— START Material supplied —

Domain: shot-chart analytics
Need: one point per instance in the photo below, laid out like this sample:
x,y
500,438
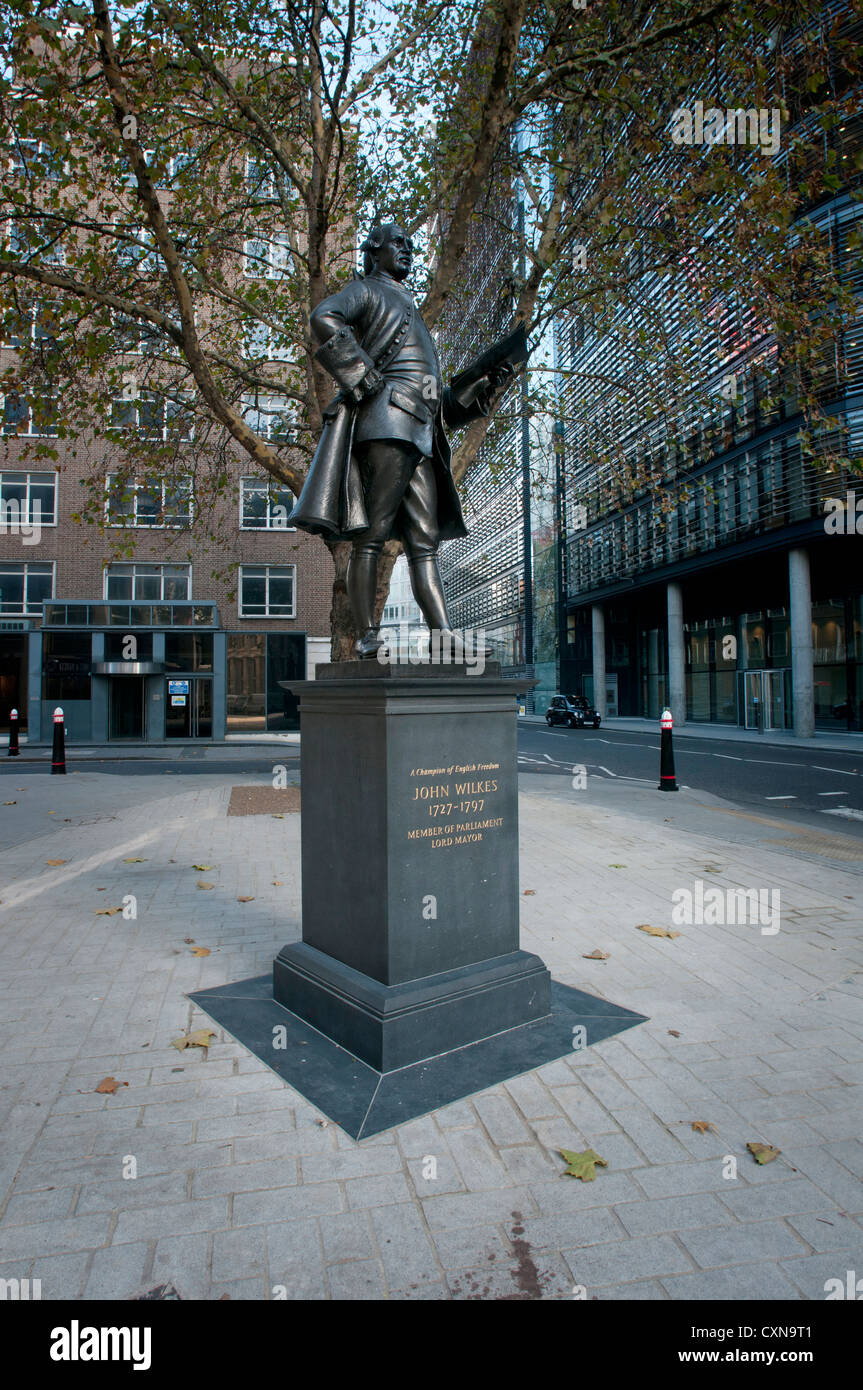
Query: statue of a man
x,y
382,466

— END Material supplied —

Problem: Arrange every line of the records above as a numbered list, skipping blank lines. Leave the pictures out of the answer.

Answer for this exercise:
1. Domain: shot-chart analytics
2. Need: one point per instance in the photo below, laid out like this sample:
3. x,y
4. 500,438
5. Query: statue of a man
6. x,y
7. 382,466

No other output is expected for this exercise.